Textauszug:
━━━━━━━━━━━━━━━━━━━━
In den USA stand die Bürgerrechtsbewegung bereits 1962/63 auf ihrem Höhepunkt, ihre Großdemonstrationen in Washington wurden von Joan Baez und Bob Dylan musikalisch umrahmt. Ein Zeichen dafür, das sich mit dem gesellschaftlichen Wandel auch die völlig neumodische Popkultur aus den Fesseln einer bloßen Teenie-Musik löste. Das strahlte natürlich aus, vor allem nach Deutschland, aber auch nach Japan. Ende der '50er Jahre traten dort immer mehr proletarische "Halbstarke" als Pseudo-Intellektuelle mit progressiver Attitüde auf.
Es war also von Beginn an falsch von der "Restauration" oder der "restaurativen Adenauer-Republik" zu reden, um damit sinnvoll über das "Fortleben des Faschismus in der Demokratie " (Adorno) zu diskutieren. Es ging den selbsterkorenen Subversiven von Anfang an darum, sich gegenseitig das zu versichern, was eben .nicht der Fall war: das man nämlich immer an die (gescheiterten) Kämpfe und Konzepte der Weimarer Zeit und davor anknüpfen könne. Wenn nicht an die dann halt an die der Dritten Welt. Schließlich bedürfte es in beiderlei Fällen nur noch eine "bewußte Avantgarde", die man natürlich zuallererst in sich selbst erblickte, um die große "Manipulation" zu enthüllen, die die ja faktisch unleugbare Einbindung der Arbeiterklasse und der "fortschrittlichen Volkskräfte" (späteres ML-Jargon) gewährleistete.
Dabei hätte es ihnen selbst verdächtig wahnhaft vorkommen müssen, der "Manipulation" und der aus ihr folgenden "psychischen Verelendung" eine so allumfassende Erklärungsmacht zuzusprechen und daraus mit nur innerer Konsequenz zu folgern, dass die neuen amerikanischen Zerstreuungen ureigentliche Instrumente der "latent" mit dem "offenen Faschismus" anbandelnden alten Eliten wären. Eine verschobene Wahrnehmung, zu der auch sicherlich die besonderen wirtschaftlichen, sozialen und vor allem auch massenpsychologischen Bedingungen der Frontstadt Berlin, also dem Zentrum der "Antiautoritären", beitrugen. Diese Bedingungen - die ja bis heute fortleben - fasst einer, der dabei war, besser zusammen als jeder beschädigte Alt-Autonome, der mehr noch als die "Zaungäste der Revolte" (Reinhard Mohr), vom Gnadenbrot der "Revolution" zehrt. "Besonders die Frontstadt wurde zu einem Hochdruckkessel und Laboratorium aller Dissidenzen, soziologisch genährt vom Zustrom der 'Abhauer' aus Ost und West, die auf eine hysterisierte, überalterte, sozial-stationäre Population proletarisch-kleinbürgerlicher 'Dableiber' trafen." (Koenen) Daraus ergab sich jene besondere Ausgangslage für die 67/68 fast zur Raserei gesteigerten Abneigungskampagnen beider unvermittelter Lager. Erst in dieser Situation konnten die Zeitungsprodukte aus dem Hause Springer ihre unrühmliche Rolle spielen.
━━━━━━━━━━━━━━━━━━━━
Arbeitsauftrag 1: In welchen Jahren stand die Bürgerrechtsbewegung in den USA laut dem Textauszug über die Protestbewegung auf ihrem Höhepunkt?
Arbeitsauftrag 2: Schreibe den Textauszug über die Protestbewegung der 1960er Jahre im Anschluss an seinen letzten Satz weiter.

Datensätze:
━━━━━━━━━━━━━━━━━━━━
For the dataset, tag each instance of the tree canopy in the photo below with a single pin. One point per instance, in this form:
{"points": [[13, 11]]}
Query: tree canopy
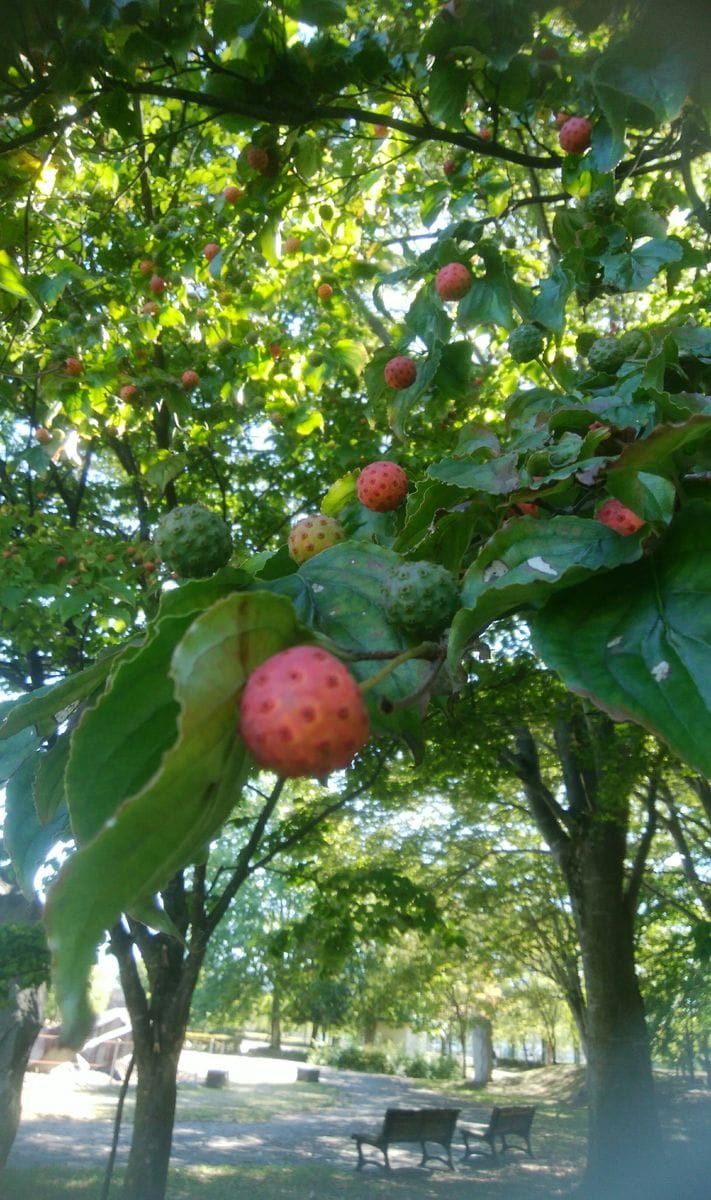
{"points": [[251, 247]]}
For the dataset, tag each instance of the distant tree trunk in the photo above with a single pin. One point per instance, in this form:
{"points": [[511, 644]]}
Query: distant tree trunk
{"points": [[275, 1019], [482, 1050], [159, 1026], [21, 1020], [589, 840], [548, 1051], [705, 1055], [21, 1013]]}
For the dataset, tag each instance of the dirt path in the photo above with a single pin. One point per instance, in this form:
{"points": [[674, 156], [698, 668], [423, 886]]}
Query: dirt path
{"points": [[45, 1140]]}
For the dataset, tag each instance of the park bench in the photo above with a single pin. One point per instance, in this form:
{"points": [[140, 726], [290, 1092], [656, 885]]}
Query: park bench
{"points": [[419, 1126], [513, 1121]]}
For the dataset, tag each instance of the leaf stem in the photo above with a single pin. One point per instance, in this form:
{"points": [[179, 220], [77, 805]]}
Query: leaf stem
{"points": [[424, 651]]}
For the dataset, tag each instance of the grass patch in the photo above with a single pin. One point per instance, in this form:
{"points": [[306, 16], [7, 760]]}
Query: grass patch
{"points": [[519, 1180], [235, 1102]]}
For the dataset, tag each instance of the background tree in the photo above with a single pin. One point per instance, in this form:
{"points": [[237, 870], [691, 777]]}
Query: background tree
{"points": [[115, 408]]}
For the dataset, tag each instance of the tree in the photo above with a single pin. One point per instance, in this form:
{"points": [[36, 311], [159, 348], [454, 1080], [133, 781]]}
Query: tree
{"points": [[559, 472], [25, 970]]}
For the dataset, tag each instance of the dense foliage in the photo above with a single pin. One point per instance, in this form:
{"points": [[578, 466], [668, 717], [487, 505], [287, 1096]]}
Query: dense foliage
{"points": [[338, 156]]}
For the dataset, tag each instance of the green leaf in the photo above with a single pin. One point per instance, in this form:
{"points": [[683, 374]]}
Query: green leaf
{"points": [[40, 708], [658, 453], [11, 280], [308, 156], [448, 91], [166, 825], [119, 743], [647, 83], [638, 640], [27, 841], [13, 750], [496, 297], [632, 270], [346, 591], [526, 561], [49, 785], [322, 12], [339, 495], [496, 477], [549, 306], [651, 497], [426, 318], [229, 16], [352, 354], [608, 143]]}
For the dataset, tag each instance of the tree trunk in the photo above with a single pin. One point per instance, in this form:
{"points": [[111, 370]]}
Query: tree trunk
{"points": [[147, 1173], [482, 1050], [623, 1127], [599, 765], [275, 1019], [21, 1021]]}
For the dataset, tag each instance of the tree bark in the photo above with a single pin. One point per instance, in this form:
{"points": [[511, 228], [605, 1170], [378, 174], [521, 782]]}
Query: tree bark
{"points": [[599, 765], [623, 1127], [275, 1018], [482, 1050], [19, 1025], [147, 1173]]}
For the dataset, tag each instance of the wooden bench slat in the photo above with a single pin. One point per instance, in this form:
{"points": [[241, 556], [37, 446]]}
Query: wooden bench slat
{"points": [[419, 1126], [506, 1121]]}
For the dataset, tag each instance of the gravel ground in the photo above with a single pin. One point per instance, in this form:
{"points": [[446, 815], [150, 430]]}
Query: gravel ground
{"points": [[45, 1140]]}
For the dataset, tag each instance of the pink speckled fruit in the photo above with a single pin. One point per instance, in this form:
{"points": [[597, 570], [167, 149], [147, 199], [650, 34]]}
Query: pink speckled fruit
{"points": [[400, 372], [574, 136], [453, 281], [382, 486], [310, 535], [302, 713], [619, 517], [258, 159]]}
━━━━━━━━━━━━━━━━━━━━
Lösung 1: 1962/63

Lösung 2:
Man kann heute davon ausgehen das diese hysterische Atmosphäre Westberlins ihren Anteil an den beiden schwerwiegenden Geburtsfehlern der deutschen Marx-Renaissance hatte. An deren Anfang stehen nämlich zwei große Verwechslungen (neben dem Restaurationsgequatsche).
1. Die sich zu einer Jugend- und Poprebellion verdichtende rasende gesellschaftliche Veränderung, die einer sozusagen "sozialen Revolution" der Technik, der Umgangsformen, der Lebensweise (bezeichnenderweise hat der Oberrevoluzzer Dutschke diese Neuerungen nie gemocht; sie blieben ihm immer fremd) und der ästhetischen Empfindungen gleichkam, wurde mit einer "politischen" Revolution verwechselt: ob nun mit der eines vergangenen Zeitalters (wofür die Neuauflagen von Bolschewismus und Syndikalismus gelten), oder mit denen eines anderen Gesellschaftstyps, den antikolonialen Erhebungen der Dritten Welt, die nicht eben wenig und auch nicht klammheimlich mit dem Dritten Reich symphatisierten. Vielleicht mehr noch als Arafat oder Pol Pot wurde dann Idi Amin zur personifizierten Absage der schnöden Realität in den '70ern an die Drittweltromantik der '60er.
2. Die Bundesrepublik galt ihnen als ein demokratisch geschminktes, von den "imperialistischen USA" gepäppeltes 3. Reich, das sich im Verbund mit Israel und den USA nicht mehr gegen die Juden richte, sondern mitlerweile gegen die unterdrückten Völker der 3. Welt. Die schrille und überhysterisierte Sprache, die den in der Sache vollkommen berechtigten Vietnamprotest begleitete, verweist auf die trübe Melange aus noch unausgesprochenen deutschen Selbstmitleid, altbekannten Nazi-Projektionen auf die Amerikaner (im Dienste deutscher, ebenfalls unausgesprochener, Schuldabwehr) und veritablen Endkampf-, Volkssturms-, und Vernichtungsphantasien. (1) Mithilfe dieser Melange wurde gerade das als faschistisch denunziert was als einzigen einen Bruch im deutschen Sonderweg darstellt. Damit ist die forcierte Westanbindung Adenauers gemeint, die mit einer bis dato ungekannten öffentlichen Ächtung des Antisemitismus in Deutschland einherging - während man auf "progressiver", "anti-autoritärer" und "subversiver" Seite eben das hofierte, was deutsche Ideologie bis heute kontinuierlich verbürgt: völkischer Kulturdünkel, sinsitrer Verschwörungswahn, angstlüsterne Untergangsphantasien.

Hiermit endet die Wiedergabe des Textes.